» **PROBLEM DESCRIPTION**
Reproduce every one of the records below verbatim, line for line, without altering any character.

» **RECORDS**
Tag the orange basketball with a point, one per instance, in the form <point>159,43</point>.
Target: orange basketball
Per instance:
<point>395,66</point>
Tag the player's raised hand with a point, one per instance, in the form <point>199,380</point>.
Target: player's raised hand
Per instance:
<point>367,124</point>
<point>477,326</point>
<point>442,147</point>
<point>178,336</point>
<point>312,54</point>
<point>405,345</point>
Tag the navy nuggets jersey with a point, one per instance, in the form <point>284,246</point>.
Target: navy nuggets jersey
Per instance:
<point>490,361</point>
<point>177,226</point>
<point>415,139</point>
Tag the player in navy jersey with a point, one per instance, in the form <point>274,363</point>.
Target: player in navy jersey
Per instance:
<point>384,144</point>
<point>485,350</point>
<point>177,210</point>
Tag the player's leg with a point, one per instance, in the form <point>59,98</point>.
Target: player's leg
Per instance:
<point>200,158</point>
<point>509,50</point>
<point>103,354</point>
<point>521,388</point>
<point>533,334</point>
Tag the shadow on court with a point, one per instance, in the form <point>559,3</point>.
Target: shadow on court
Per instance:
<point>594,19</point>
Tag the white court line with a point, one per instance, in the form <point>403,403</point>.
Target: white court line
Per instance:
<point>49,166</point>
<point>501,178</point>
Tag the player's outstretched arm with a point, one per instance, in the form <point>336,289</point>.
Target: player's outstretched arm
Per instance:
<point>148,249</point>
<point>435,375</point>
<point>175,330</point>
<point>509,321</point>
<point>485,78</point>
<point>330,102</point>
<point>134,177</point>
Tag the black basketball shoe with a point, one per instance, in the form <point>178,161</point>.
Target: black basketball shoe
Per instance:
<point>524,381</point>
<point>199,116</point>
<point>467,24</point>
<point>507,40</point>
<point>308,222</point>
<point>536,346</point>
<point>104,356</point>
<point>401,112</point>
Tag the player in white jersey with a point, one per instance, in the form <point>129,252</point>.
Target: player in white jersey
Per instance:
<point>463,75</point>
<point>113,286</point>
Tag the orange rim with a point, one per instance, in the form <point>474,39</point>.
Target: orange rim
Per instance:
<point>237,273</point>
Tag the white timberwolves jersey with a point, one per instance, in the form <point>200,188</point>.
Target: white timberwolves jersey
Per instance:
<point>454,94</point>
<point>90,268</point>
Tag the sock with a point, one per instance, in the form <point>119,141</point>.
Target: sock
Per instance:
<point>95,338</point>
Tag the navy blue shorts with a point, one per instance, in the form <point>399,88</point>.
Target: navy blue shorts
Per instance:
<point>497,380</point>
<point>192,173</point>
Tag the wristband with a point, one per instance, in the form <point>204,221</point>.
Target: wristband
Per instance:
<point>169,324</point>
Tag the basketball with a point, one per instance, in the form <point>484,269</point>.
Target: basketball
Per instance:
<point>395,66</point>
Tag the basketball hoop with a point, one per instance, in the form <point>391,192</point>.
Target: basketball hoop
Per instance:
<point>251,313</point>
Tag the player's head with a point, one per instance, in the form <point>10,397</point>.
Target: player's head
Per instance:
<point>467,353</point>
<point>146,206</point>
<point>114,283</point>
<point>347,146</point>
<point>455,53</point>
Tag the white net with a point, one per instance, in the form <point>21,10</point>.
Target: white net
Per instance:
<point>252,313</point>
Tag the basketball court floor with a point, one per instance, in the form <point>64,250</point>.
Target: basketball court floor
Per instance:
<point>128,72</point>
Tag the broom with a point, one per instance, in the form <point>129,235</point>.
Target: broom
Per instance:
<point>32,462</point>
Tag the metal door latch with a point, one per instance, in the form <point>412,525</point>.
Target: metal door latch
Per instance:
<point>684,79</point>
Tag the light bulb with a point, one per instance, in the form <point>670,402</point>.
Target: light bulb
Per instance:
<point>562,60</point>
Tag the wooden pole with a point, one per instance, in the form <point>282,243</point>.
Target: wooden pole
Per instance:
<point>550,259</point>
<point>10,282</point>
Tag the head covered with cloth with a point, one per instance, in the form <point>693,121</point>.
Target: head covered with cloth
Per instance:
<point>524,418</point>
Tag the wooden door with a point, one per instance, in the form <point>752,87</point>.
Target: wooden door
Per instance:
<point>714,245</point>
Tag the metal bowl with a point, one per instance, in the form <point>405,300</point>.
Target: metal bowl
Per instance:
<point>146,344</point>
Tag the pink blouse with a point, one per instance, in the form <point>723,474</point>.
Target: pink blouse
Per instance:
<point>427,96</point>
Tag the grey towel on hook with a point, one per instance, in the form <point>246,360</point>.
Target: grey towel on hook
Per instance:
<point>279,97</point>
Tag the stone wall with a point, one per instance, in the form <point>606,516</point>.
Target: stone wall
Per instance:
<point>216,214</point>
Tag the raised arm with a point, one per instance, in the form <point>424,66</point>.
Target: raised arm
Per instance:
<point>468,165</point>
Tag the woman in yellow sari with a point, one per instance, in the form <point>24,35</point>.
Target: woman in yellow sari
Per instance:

» **WRITTEN RESPONSE**
Tag the orange basketball with a point, one per instance, in the form <point>159,43</point>.
Target: orange basketball
Per instance:
<point>395,66</point>
Tag the player's raised hand with a point, one per instance, in the form <point>199,380</point>.
Target: player's raised hand
Per instance:
<point>367,124</point>
<point>477,326</point>
<point>442,147</point>
<point>178,336</point>
<point>312,54</point>
<point>405,345</point>
Tag the navy nuggets jersey with a point, one per instance, in the form <point>284,246</point>.
Target: navy nuggets jersey
Per instance:
<point>490,361</point>
<point>177,226</point>
<point>415,139</point>
Tag the player in navy jersey with a point, one per instance, in the form <point>274,363</point>.
Target: player in navy jersey
Per instance:
<point>384,144</point>
<point>485,350</point>
<point>177,210</point>
Tag the player's leg with a point, one per instance, in the form <point>59,98</point>.
Target: player's leg
Per instance:
<point>200,158</point>
<point>509,50</point>
<point>103,354</point>
<point>521,388</point>
<point>533,334</point>
Tag the shadow on court with a point, one per instance, in the form <point>559,3</point>.
Target: shadow on court
Per instance:
<point>594,19</point>
Tag the white court line with a point, one per instance, in the form <point>403,403</point>.
Target: white court line
Per instance:
<point>49,166</point>
<point>501,178</point>
Tag the player's outstretched arm with a point, one per instance, in the form <point>336,289</point>.
Target: player's outstretched arm
Per instance:
<point>148,249</point>
<point>435,375</point>
<point>175,330</point>
<point>509,321</point>
<point>485,78</point>
<point>330,102</point>
<point>134,177</point>
Tag the black basketball shoe with a point, one per instance, in the form <point>178,161</point>.
Target: black basketball shoe
Per instance:
<point>524,381</point>
<point>199,116</point>
<point>467,24</point>
<point>507,40</point>
<point>308,222</point>
<point>536,346</point>
<point>104,356</point>
<point>401,112</point>
Tag the player in white jersey with a point, one per instance, in the form <point>129,252</point>.
Target: player in white jersey
Per instance:
<point>463,75</point>
<point>113,286</point>
Tag the orange rim with a point, one per instance, in the form <point>474,39</point>.
Target: orange rim
Per instance:
<point>237,273</point>
Tag the white timberwolves jersey with a point, one per instance, in the form <point>200,188</point>.
Target: white timberwolves jersey
Per instance:
<point>454,94</point>
<point>90,268</point>
Tag the sock with a point, one per instance, in the form <point>119,141</point>.
Target: sock
Per instance:
<point>95,338</point>
Tag the navy blue shorts with a point, one per instance, in the form <point>399,88</point>.
Target: navy blue shorts
Per instance:
<point>497,380</point>
<point>192,173</point>
Tag the wristband with a point, one per instance, in the form <point>204,221</point>.
Target: wristband
Per instance:
<point>169,324</point>
Tag the basketball with a point, one per instance, in the form <point>484,269</point>.
Target: basketball
Per instance:
<point>395,66</point>
Tag the basketball hoop with a point, one per instance, in the form <point>391,192</point>.
Target: basketball hoop
Per instance:
<point>251,313</point>
Tag the player's head with a point, one per instance, in the form <point>10,397</point>.
Target: player's head
Per instance:
<point>467,353</point>
<point>146,206</point>
<point>114,283</point>
<point>347,146</point>
<point>455,53</point>
Tag the white net with a point, one per instance, in the form <point>21,10</point>.
Target: white net
Per instance:
<point>252,313</point>
Tag the basketball court floor with a point, one per instance, in the form <point>64,250</point>.
Target: basketball court floor
Per instance:
<point>128,72</point>
Tag the broom with a point, one per instance, in the form <point>129,235</point>.
Target: broom
Per instance:
<point>32,462</point>
Tag the metal door latch with a point, one per instance, in the form <point>412,525</point>.
Target: metal door latch
Per instance:
<point>684,79</point>
Tag the light bulb with a point, one per instance, in the form <point>670,402</point>.
Target: light bulb
Per instance:
<point>562,60</point>
Tag the wooden pole with a point, one per instance, in the form <point>282,243</point>.
Target: wooden pole
Per instance:
<point>550,259</point>
<point>10,282</point>
Tag the head covered with cloth with a point, one per instance, in the form <point>693,121</point>.
Target: head covered with cloth
Per instance:
<point>524,418</point>
Tag the wooden door with a point, one per instance, in the form <point>752,87</point>.
Target: wooden door
Per instance:
<point>714,245</point>
Tag the metal bowl with a point, one per instance, in the form <point>405,300</point>.
Target: metal bowl
Per instance:
<point>146,344</point>
Tag the pink blouse with a point, one per instance, in the form <point>723,474</point>.
Target: pink blouse
Per instance:
<point>427,96</point>
Tag the grey towel on hook with a point, one per instance, in the form <point>246,360</point>.
Target: grey towel on hook
Per instance:
<point>279,97</point>
Tag the stone wall with a point, one per instance, in the form <point>606,516</point>.
Target: stone wall
Per instance:
<point>216,214</point>
Tag the raised arm with a point, one per instance, in the form <point>424,66</point>.
Target: raised arm
Per instance:
<point>468,165</point>
Tag the woman in yellow sari with a point, one per instance, in the form <point>24,35</point>.
Target: woman in yellow sari
Per instance:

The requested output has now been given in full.